■ **EXERCISE DESCRIPTION**: The records that follow should be retyped word for word.

■ **EXCERPTED RECORDS**:
- - - - -
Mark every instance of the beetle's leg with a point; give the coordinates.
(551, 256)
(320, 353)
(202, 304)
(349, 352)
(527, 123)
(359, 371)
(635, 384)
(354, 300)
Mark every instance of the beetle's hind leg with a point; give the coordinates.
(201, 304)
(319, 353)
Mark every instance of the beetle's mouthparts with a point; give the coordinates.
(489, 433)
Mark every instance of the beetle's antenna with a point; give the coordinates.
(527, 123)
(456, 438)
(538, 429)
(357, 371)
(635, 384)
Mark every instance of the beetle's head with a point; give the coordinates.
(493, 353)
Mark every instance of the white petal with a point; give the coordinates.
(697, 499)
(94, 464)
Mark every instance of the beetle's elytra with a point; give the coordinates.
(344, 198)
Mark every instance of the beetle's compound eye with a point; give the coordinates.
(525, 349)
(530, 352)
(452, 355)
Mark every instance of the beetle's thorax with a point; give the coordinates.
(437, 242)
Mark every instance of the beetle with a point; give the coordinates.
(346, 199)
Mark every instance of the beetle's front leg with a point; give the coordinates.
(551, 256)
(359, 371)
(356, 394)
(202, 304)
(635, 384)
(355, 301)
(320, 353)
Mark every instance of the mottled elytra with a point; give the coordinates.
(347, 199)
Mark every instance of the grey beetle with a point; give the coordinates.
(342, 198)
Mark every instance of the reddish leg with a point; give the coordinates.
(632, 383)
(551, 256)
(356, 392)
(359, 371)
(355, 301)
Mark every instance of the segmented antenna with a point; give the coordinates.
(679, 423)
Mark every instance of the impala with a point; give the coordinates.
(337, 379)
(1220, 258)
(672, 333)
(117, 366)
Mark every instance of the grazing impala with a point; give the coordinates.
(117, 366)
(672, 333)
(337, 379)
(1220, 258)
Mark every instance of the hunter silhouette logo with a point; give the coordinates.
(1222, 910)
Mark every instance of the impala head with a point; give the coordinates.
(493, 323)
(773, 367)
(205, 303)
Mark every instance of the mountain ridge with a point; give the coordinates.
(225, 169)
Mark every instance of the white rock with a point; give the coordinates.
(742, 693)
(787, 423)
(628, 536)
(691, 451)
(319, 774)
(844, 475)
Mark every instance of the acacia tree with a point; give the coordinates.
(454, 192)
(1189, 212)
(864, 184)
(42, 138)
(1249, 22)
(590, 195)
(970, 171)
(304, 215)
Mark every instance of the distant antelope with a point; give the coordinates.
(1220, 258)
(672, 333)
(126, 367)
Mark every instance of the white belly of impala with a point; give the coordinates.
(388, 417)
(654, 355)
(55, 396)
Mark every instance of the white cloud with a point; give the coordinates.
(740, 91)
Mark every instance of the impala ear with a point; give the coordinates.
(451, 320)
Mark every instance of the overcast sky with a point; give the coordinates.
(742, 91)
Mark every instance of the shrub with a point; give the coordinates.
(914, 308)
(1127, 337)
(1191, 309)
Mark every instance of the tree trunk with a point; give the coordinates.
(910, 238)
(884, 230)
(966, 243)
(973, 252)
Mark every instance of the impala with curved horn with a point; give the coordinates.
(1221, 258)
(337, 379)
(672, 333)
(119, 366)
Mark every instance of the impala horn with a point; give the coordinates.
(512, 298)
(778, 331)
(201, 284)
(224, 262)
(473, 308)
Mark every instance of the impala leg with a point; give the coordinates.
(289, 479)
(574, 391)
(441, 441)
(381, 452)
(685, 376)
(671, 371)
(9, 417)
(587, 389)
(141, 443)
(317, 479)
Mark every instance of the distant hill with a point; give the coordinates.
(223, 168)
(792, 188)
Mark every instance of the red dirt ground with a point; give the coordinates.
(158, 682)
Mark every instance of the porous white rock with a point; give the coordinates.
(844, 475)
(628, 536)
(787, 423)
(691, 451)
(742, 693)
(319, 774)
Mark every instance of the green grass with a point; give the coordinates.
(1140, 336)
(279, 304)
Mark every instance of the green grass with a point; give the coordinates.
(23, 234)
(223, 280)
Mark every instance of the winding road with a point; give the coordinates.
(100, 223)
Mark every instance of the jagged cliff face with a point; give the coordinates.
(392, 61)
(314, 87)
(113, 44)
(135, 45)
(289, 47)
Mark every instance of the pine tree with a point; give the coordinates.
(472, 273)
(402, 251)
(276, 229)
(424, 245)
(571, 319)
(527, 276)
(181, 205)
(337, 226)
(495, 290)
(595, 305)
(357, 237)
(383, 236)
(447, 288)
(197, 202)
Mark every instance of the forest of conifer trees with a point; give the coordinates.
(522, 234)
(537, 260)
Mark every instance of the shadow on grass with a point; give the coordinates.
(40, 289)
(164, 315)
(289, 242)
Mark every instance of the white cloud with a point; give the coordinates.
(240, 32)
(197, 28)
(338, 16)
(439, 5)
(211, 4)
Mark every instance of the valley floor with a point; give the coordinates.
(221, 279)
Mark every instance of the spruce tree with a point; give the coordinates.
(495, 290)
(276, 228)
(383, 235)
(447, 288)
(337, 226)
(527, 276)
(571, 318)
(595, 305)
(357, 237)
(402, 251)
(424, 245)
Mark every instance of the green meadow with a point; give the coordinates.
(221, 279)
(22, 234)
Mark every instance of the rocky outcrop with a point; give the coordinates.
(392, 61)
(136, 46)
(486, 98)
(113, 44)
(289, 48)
- - - - -
■ **RESPONSE BELOW**:
Mark every instance of the beetle's leg with a point; give the coordinates.
(551, 256)
(320, 353)
(202, 304)
(349, 352)
(527, 123)
(359, 371)
(635, 384)
(354, 300)
Mark every instance of the beetle's hind leg with a point; give the coordinates.
(201, 304)
(319, 353)
Mark every instance of the beetle's mouthparts with a point; give the coordinates.
(489, 433)
Mark every instance of the beetle's antenna with a point; give the coordinates.
(527, 123)
(456, 438)
(538, 429)
(357, 371)
(635, 384)
Mark every instance of the beetle's head with a point; give the coordinates.
(493, 353)
Mark every instance of the white petal with a point; give the coordinates.
(697, 499)
(94, 464)
Mark every instance of the beetle's elytra with a point; give the coordinates.
(344, 198)
Mark every instance of the beetle's compound eye with a point; give the coordinates.
(525, 349)
(530, 352)
(452, 355)
Mark every instance of the beetle's thorax with a point; give the coordinates.
(437, 242)
Mark every instance of the beetle with a point; give the coordinates.
(346, 199)
Mark every instance of the beetle's front leg with a point; give the coordinates.
(551, 256)
(359, 371)
(356, 394)
(202, 304)
(635, 384)
(355, 301)
(320, 353)
Mark every instance of the mottled elytra with a point; give the coordinates.
(347, 199)
Mark every instance of the grey beetle with a point; give the coordinates.
(342, 198)
Mark every instance of the reddish leg with a point; give the coordinates.
(632, 383)
(551, 256)
(356, 392)
(359, 371)
(355, 301)
Mark every instance of the segmented antenna with a point; give the coordinates.
(679, 423)
Mark every instance of the impala with a point; give the coordinates.
(337, 379)
(1220, 258)
(672, 333)
(117, 366)
Mark every instance of the grazing impala with a point; give the coordinates.
(117, 366)
(672, 333)
(337, 379)
(1220, 258)
Mark every instance of the hunter silhouette logo with a point; give the coordinates.
(1222, 910)
Mark every instance of the impala head with a point; give the coordinates.
(493, 323)
(773, 367)
(205, 303)
Mark every instance of the mountain ridge with a point; give the coordinates.
(225, 169)
Mark every instance of the white rock with a point; give the coordinates.
(742, 693)
(787, 423)
(628, 536)
(691, 451)
(319, 774)
(844, 475)
Mark every instance of the acacia tree with a point; give the coordinates.
(454, 192)
(1189, 212)
(864, 184)
(42, 138)
(1249, 22)
(590, 195)
(970, 171)
(304, 215)
Mark every instance of the distant antelope with a point; give the coordinates.
(1220, 258)
(672, 333)
(126, 367)
Mark every instance of the white belly of impala with a point; give the coordinates.
(388, 417)
(654, 355)
(55, 396)
Mark every instance of the white cloud with a point; give the coordinates.
(740, 91)
Mark every instance of the impala ear with a point; give the coordinates.
(451, 320)
Mark every instance of the overcast sky with a point; give the coordinates.
(742, 91)
Mark every instance of the shrub with a point; give the coordinates.
(914, 308)
(1127, 337)
(1191, 309)
Mark every instance of the tree trunk with a point; give the coordinates.
(910, 238)
(884, 230)
(966, 243)
(973, 252)
Mark every instance of the impala with curved horn with a point; give the coordinates.
(1221, 258)
(337, 379)
(672, 333)
(119, 366)
Mark every instance of the impala horn with a point; give the coordinates.
(512, 298)
(778, 331)
(201, 284)
(224, 262)
(473, 308)
Mark every instance of the impala leg with a point; give the coordinates.
(289, 479)
(574, 391)
(441, 441)
(381, 452)
(685, 376)
(671, 371)
(9, 417)
(587, 389)
(141, 443)
(317, 479)
Mark every instance of the distant hill with a point; give the coordinates.
(223, 168)
(792, 188)
Mark every instance of the red dirt ground with a point; give the coordinates.
(158, 682)
Mark every instance of the porous white rock with a point; give the coordinates.
(844, 475)
(628, 536)
(787, 423)
(691, 451)
(742, 693)
(319, 774)
Mark every instance of the green grass with a point; give the coordinates.
(1140, 336)
(279, 304)
Mark every instance of the green grass with a point; give the coordinates.
(23, 234)
(223, 280)
Mark every instance of the winding road with a point; give the coordinates.
(100, 223)
Mark every instance of the jagged cliff face with a point; give the coordinates.
(392, 61)
(314, 87)
(113, 44)
(135, 45)
(289, 47)
Mark every instance of the pine tree with a point; give the coordinates.
(472, 273)
(402, 251)
(276, 229)
(424, 245)
(571, 319)
(527, 276)
(181, 205)
(337, 226)
(495, 290)
(595, 305)
(357, 237)
(383, 236)
(447, 288)
(197, 202)
Mark every instance of the forest of conifer trees with a point; give the coordinates.
(522, 234)
(537, 260)
Mark every instance of the shadow on grass with a point; give the coordinates.
(40, 289)
(164, 315)
(289, 242)
Mark every instance of the white cloud with a point; give the coordinates.
(240, 32)
(197, 28)
(338, 16)
(439, 5)
(211, 4)
Mark every instance of the valley floor with a point; give the coordinates.
(221, 279)
Mark every instance of the spruce tree with a point; give the coordinates.
(495, 290)
(276, 228)
(383, 235)
(447, 288)
(337, 226)
(527, 276)
(571, 318)
(595, 305)
(357, 237)
(402, 251)
(424, 245)
Mark every instance of the green meadow with a point; give the coordinates.
(221, 279)
(22, 234)
Mark every instance of the rocky outcrop with a point; give the coordinates.
(392, 61)
(136, 46)
(486, 98)
(113, 44)
(289, 48)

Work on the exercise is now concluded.